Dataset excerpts
=-=-=-=-=

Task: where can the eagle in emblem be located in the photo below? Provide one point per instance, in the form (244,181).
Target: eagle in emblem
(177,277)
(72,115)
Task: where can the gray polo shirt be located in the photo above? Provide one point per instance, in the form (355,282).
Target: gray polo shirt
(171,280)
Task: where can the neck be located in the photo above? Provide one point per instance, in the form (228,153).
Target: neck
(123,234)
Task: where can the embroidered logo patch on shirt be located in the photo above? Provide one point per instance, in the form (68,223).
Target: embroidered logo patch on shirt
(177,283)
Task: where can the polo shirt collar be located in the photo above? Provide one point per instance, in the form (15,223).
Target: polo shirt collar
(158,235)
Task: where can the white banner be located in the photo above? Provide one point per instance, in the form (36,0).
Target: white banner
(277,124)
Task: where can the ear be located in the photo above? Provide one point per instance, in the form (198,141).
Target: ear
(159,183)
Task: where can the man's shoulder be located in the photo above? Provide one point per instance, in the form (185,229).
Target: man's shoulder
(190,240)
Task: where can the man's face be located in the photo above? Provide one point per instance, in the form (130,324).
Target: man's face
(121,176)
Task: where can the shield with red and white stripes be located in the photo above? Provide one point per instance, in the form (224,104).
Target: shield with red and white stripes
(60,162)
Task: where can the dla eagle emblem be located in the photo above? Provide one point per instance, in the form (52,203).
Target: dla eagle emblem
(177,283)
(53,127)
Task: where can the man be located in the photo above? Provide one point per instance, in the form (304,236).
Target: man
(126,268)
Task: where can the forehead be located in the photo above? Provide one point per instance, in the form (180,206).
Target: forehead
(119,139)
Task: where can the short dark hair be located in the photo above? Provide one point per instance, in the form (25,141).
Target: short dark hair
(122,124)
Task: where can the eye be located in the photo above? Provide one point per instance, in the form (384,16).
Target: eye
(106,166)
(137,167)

=-=-=-=-=

◆ **Work required**
Exactly the lines from the one containing "Target: short dark hair" through the end of the records above are to be printed, and no others.

◆ **Response box**
Target: short dark hair
(122,124)
Task: where can the eye be located in the photo above? Provide one point per instance, in the form (384,16).
Target: eye
(106,166)
(137,167)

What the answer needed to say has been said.